Short task
Rewrite the data below from the line containing "row: inlaid tabletop" through the line containing "Each instance of the inlaid", substituting "marble tabletop" for "inlaid tabletop" and keeping everything else unchanged.

── Raw records

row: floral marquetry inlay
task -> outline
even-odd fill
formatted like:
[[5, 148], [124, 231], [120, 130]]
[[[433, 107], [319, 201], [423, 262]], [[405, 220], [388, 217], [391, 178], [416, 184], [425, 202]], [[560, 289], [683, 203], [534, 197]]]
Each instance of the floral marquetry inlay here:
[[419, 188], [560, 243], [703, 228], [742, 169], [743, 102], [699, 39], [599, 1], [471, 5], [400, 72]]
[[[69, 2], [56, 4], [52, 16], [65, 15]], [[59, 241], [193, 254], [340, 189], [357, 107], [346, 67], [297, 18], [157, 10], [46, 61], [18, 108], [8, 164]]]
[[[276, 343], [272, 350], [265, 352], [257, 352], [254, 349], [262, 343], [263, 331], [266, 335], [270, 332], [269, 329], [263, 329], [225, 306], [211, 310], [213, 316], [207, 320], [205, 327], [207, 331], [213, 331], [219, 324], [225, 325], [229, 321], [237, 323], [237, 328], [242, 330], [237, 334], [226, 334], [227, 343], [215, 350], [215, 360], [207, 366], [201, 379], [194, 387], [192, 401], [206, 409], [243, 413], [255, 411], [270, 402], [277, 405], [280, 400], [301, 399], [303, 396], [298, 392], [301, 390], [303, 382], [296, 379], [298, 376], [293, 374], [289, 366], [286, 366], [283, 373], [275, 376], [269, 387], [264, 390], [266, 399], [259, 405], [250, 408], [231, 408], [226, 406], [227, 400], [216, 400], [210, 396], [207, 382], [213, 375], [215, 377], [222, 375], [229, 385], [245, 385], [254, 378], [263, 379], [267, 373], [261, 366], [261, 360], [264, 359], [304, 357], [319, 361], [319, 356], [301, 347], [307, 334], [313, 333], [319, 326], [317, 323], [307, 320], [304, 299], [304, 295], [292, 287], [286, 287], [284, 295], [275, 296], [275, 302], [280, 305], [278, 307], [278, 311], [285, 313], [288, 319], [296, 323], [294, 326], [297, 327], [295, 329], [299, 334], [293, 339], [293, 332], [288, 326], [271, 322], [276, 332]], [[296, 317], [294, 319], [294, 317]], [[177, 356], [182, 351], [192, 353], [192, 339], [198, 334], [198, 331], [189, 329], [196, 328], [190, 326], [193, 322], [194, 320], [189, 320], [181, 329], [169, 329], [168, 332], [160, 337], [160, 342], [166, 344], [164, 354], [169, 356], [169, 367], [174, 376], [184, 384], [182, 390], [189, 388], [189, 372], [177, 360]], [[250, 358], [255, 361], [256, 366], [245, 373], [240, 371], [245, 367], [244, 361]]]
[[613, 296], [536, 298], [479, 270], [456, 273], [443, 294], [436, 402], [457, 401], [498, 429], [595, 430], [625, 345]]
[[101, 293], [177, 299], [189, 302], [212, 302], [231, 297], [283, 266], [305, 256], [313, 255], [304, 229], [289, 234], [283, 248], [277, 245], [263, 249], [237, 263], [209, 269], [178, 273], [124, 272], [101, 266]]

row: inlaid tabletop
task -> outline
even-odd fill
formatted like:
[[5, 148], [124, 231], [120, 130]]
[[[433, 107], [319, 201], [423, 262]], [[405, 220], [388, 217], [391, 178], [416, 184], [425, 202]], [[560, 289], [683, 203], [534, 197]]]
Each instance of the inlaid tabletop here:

────
── Raw records

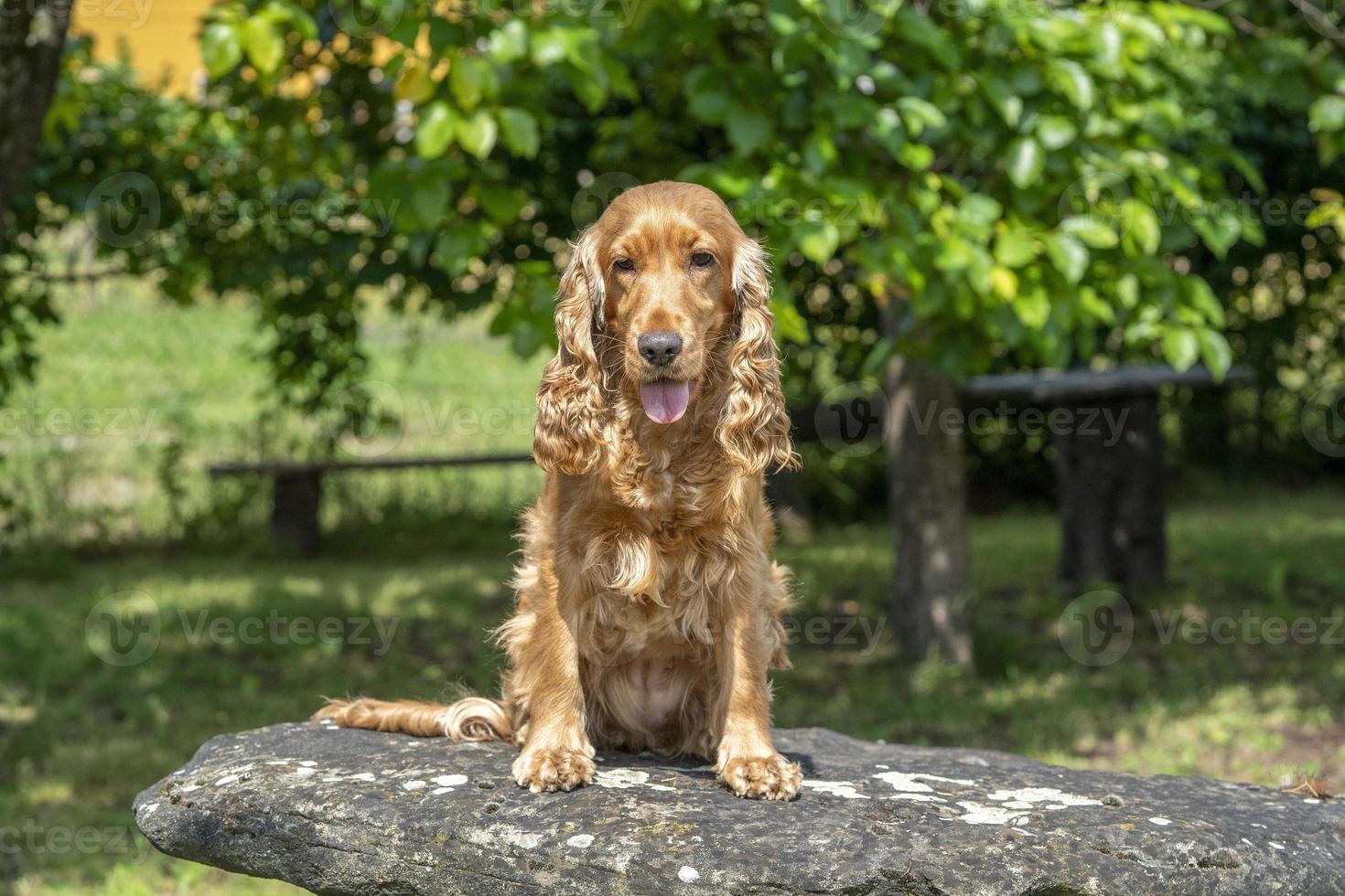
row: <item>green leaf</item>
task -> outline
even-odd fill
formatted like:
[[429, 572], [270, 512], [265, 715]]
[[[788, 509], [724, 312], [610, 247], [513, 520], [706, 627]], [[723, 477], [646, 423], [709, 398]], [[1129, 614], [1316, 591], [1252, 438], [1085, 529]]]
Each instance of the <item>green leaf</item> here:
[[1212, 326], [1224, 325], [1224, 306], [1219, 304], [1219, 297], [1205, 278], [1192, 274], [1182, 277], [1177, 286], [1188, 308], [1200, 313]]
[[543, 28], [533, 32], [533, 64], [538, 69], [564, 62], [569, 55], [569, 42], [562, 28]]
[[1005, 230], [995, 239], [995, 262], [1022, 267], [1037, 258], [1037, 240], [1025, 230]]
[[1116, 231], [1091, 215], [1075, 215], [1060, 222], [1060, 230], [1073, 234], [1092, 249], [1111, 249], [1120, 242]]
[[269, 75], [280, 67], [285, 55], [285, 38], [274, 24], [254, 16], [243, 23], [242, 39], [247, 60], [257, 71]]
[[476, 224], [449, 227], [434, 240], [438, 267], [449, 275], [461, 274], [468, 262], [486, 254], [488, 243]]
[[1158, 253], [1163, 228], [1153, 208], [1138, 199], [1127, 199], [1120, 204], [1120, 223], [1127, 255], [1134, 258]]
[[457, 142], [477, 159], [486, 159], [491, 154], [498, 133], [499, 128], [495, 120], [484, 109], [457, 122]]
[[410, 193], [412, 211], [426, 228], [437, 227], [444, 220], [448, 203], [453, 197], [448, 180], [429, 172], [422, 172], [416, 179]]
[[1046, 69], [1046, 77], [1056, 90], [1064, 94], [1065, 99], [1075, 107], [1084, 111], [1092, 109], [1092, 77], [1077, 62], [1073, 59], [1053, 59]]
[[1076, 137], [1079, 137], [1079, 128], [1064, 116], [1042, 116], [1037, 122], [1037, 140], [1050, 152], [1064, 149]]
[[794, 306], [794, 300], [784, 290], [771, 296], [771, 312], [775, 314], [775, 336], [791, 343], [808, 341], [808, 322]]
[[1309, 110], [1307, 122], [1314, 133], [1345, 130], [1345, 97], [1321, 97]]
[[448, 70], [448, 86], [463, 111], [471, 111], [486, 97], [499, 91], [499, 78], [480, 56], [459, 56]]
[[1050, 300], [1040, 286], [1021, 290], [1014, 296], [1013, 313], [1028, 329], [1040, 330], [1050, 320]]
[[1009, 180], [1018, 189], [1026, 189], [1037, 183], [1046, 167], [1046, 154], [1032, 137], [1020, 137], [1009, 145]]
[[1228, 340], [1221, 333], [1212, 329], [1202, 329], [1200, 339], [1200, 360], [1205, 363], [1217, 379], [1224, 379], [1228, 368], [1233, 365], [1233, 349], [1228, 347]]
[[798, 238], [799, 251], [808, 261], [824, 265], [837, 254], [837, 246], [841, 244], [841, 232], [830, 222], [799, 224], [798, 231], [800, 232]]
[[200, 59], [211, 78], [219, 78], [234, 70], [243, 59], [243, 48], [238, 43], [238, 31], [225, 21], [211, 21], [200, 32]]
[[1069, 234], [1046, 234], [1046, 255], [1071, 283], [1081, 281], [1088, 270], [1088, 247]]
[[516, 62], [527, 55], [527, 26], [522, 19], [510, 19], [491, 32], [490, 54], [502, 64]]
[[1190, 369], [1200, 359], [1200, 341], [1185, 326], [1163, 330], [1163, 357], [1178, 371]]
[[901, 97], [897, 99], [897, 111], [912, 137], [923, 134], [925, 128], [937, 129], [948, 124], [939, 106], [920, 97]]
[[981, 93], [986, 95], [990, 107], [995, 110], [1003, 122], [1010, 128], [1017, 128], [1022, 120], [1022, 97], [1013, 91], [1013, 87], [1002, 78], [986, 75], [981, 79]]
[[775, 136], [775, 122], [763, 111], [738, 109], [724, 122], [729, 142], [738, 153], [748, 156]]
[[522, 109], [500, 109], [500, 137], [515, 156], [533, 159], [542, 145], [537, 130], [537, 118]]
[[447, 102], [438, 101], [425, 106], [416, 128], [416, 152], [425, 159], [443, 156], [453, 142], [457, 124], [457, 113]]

────

Expected answer
row: marble tabletop
task -> outline
even-odd fill
formatted like:
[[5, 148], [124, 231], [120, 130]]
[[[433, 107], [319, 201], [423, 262]], [[405, 220], [388, 217], [391, 178], [416, 184], [425, 202]], [[560, 289], [683, 203], [534, 197]]]
Each instance of the marble tabletop here:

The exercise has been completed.